▶ [EXERCISE TASK] Copy the listing below line for line, without changes, and leave the pictures out.

## start AVAILABLE RECORDS

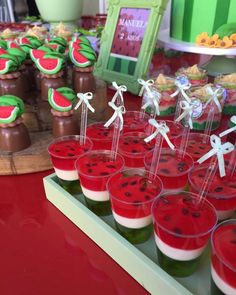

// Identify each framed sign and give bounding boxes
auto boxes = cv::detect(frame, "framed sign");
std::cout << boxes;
[94,0,168,94]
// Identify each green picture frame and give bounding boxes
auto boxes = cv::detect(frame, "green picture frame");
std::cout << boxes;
[94,0,168,94]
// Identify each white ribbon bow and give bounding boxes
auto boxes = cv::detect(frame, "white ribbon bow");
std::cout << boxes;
[144,119,175,150]
[171,76,192,102]
[198,134,234,177]
[138,79,154,97]
[104,101,125,130]
[111,81,127,104]
[175,100,195,129]
[75,92,95,113]
[205,86,224,112]
[219,116,236,137]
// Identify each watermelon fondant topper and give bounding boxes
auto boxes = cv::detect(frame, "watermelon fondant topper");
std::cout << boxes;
[0,95,24,124]
[48,88,73,112]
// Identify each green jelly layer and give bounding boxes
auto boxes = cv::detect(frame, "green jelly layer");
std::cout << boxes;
[58,177,82,195]
[157,248,201,277]
[115,220,153,244]
[223,105,236,115]
[84,196,111,216]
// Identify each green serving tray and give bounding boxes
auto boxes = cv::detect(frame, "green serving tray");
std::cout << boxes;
[44,174,210,295]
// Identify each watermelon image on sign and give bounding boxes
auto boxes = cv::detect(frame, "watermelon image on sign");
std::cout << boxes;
[35,58,64,75]
[0,106,19,124]
[48,88,72,112]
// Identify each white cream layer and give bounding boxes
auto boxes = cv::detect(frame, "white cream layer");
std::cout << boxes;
[81,185,109,202]
[211,265,236,295]
[54,167,79,181]
[216,210,234,220]
[112,211,152,228]
[154,234,205,261]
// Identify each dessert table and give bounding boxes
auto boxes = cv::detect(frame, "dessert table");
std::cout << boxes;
[0,91,148,295]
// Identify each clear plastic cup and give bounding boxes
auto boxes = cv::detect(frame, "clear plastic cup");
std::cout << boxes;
[86,122,114,150]
[118,132,155,168]
[75,150,124,216]
[152,192,217,277]
[107,168,162,244]
[48,135,93,194]
[189,164,236,220]
[211,219,236,295]
[144,148,194,192]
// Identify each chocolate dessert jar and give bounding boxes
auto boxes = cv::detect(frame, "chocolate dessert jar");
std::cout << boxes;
[0,95,31,152]
[48,87,79,137]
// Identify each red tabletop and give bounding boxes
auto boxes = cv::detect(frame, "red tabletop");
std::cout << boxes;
[0,92,150,295]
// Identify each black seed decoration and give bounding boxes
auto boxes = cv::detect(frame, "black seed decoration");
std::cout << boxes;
[160,168,170,174]
[121,182,129,187]
[182,208,189,215]
[163,215,171,221]
[124,192,132,197]
[192,212,201,218]
[133,200,140,206]
[214,186,223,193]
[173,227,182,235]
[100,171,109,176]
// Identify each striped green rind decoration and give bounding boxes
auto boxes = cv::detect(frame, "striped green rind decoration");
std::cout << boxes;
[107,56,136,75]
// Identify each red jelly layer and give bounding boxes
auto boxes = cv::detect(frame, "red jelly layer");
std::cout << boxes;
[189,165,236,211]
[76,151,124,191]
[48,139,92,170]
[108,171,162,218]
[119,132,155,168]
[86,123,113,150]
[212,223,236,288]
[152,194,217,250]
[145,149,193,190]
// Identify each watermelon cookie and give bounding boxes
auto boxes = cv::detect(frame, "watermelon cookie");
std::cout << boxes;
[152,192,217,277]
[75,150,124,216]
[189,165,236,220]
[107,168,162,244]
[214,73,236,115]
[187,84,225,130]
[48,87,79,137]
[0,95,30,152]
[48,135,93,194]
[147,74,177,116]
[176,65,208,86]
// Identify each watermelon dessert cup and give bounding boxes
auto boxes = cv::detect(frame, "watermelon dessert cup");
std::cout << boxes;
[118,132,155,168]
[75,150,124,216]
[107,168,162,244]
[186,84,225,131]
[123,111,150,133]
[211,219,236,295]
[152,192,217,277]
[174,133,212,165]
[48,135,93,195]
[146,74,177,117]
[144,148,194,192]
[176,64,208,86]
[214,73,236,115]
[189,164,236,220]
[86,122,113,150]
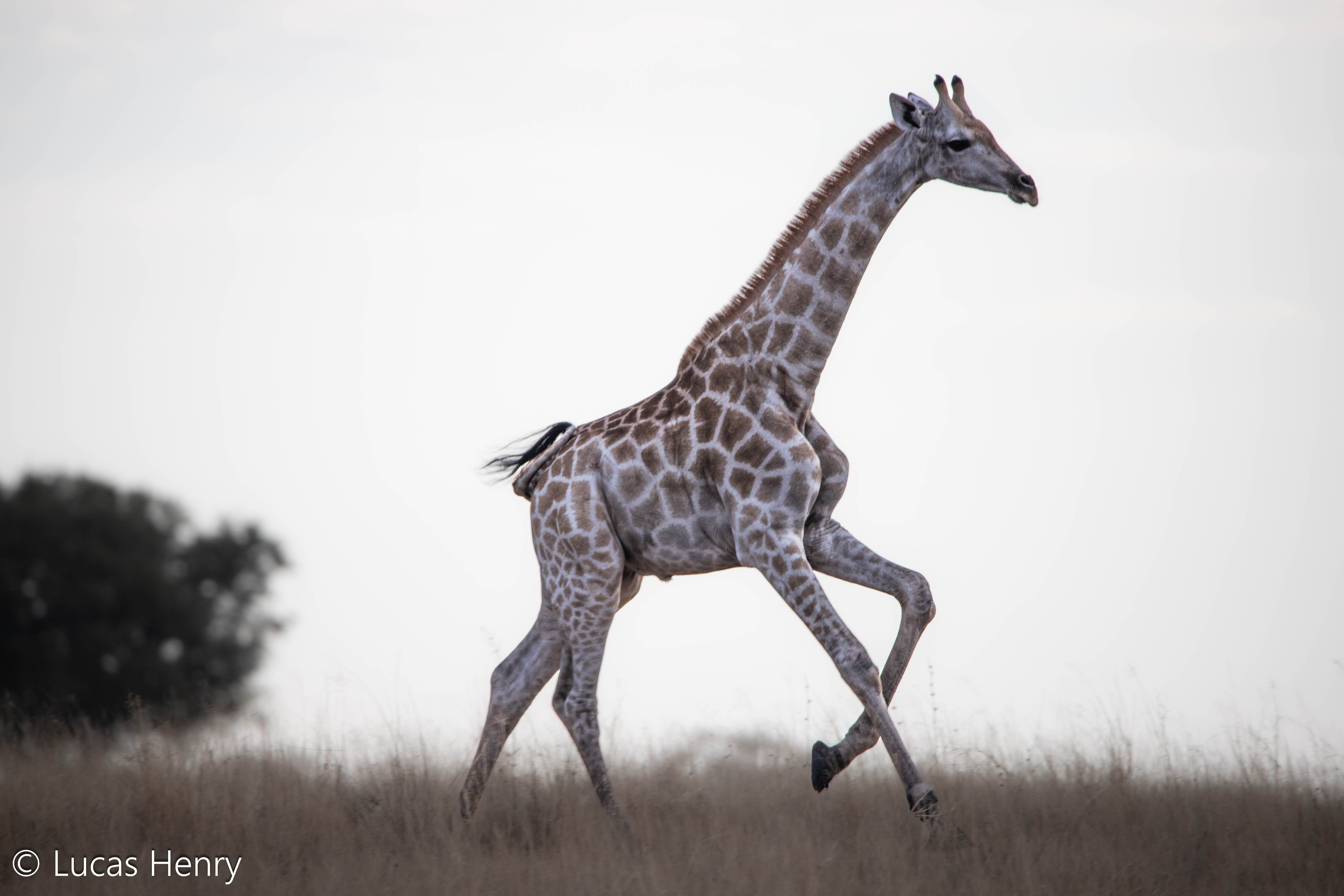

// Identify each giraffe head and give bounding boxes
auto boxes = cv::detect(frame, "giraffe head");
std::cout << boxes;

## end AVAILABLE RECORDS

▶ [RESULT OF THIS EXERCISE]
// Identify each framed sign and give bounding boxes
auto boxes = cv::detect(frame, "framed sign");
std::cout << boxes;
[94,0,168,94]
// Identify each green picture frame and give bounding boxes
auto boxes = cv::detect(frame, "green picture frame");
std::cout << boxes;
[94,0,168,94]
// Identify each white ribbon bow and give bounding boxes
auto boxes = cv::detect(frame, "white ribbon bow");
std::cout << boxes;
[144,119,175,150]
[171,76,192,102]
[198,134,234,177]
[138,79,154,97]
[104,101,125,130]
[111,81,127,104]
[175,100,195,129]
[75,92,95,113]
[205,86,224,112]
[219,116,236,137]
// Identify each watermelon fondant topper and give bounding boxes
auto boxes = cv::detect(frame, "watermelon fondant topper");
std::cout << boxes;
[0,95,24,124]
[48,88,73,112]
// Identify each green jelly layer and give bounding boxes
auto boxes = cv::detect(frame, "green jelly layer");
std::cout << boxes;
[58,177,82,195]
[157,248,201,277]
[115,220,153,244]
[223,105,236,115]
[84,196,111,216]
// Identify each green serving tray and give bounding boxes
auto boxes = cv::detect(frame, "green serving tray");
std::cout << boxes;
[44,174,210,295]
// Identify each watermelon image on sign and give bounding boxes
auto boxes = cv::detect(frame, "watermelon image on sign");
std::cout << boxes;
[35,58,64,75]
[0,106,19,124]
[48,88,72,112]
// Identify each white cream layer and give bounding boxes
auto boxes = cv::detect(frame, "white cream layer");
std::cout << boxes;
[81,185,109,202]
[211,265,236,295]
[54,167,79,181]
[216,210,234,220]
[112,211,152,228]
[154,234,205,261]
// Identify each dessert table and give bounding boxes
auto boxes = cv::detect(frame, "dessert table");
std::cout << boxes;
[0,91,148,295]
// Identify each clear plastic cup and give bounding boxes
auto boxes = cv::detect(frame, "clear plastic cup");
std::cout << boxes;
[86,122,114,150]
[118,132,155,168]
[75,150,124,216]
[152,192,217,277]
[107,168,162,244]
[48,135,93,194]
[189,164,236,220]
[211,219,236,295]
[144,148,194,192]
// Identify each chocolate dessert jar and give bounding boxes
auto boxes = cv::detect(frame, "chocolate dessert jar");
std::cout << boxes;
[0,95,31,152]
[48,87,79,137]
// Identify each red tabletop and give bounding boxes
auto boxes = cv::detect(frame, "red tabletop");
std::cout << boxes;
[0,92,150,295]
// Identify each black seed decoration and give bounding boxes
auto boxes = cv::detect(frame, "black seed decoration");
std::cout << boxes;
[160,168,170,174]
[121,182,129,187]
[182,208,189,215]
[163,215,171,221]
[124,192,132,197]
[192,212,201,218]
[133,200,140,206]
[214,186,223,193]
[173,227,182,235]
[100,171,109,176]
// Identify each striped green rind decoration and give bounding boxes
auto boxes = cv::detect(frame, "striped green rind decoration");
std::cout << boxes;
[107,56,136,75]
// Identify each red jelly layer and give bounding boxes
auto boxes = cv::detect(frame, "red jelly layer");
std::cout << boxes;
[189,165,236,211]
[76,151,124,191]
[48,139,92,170]
[108,171,162,218]
[119,132,155,168]
[86,123,113,150]
[212,223,236,288]
[152,194,217,250]
[145,149,193,190]
// Identify each watermelon cookie and give bounding boxes
auto boxes = cv::detect(frame, "watermelon cookie");
std::cout << boxes;
[152,192,217,277]
[75,150,124,216]
[189,165,236,220]
[107,168,162,244]
[214,73,236,115]
[187,84,225,130]
[48,87,79,137]
[0,95,30,152]
[48,135,93,194]
[147,74,177,116]
[176,65,208,86]
// Identify each watermelon dessert cup and give bounding boxes
auto boxes = cv::detect(frame, "watermelon dessert cup");
std::cout << boxes;
[118,132,155,168]
[75,150,124,216]
[107,168,162,244]
[186,84,225,131]
[123,111,150,133]
[211,219,236,295]
[152,192,217,277]
[174,133,212,165]
[48,135,93,195]
[146,74,177,117]
[144,148,194,192]
[176,64,208,86]
[214,73,236,115]
[189,164,236,220]
[86,122,113,150]

// Identify each giraffe head and give bounding boxes
auto boxes = cv::detect(frame, "giraffe head");
std::cout << boxes;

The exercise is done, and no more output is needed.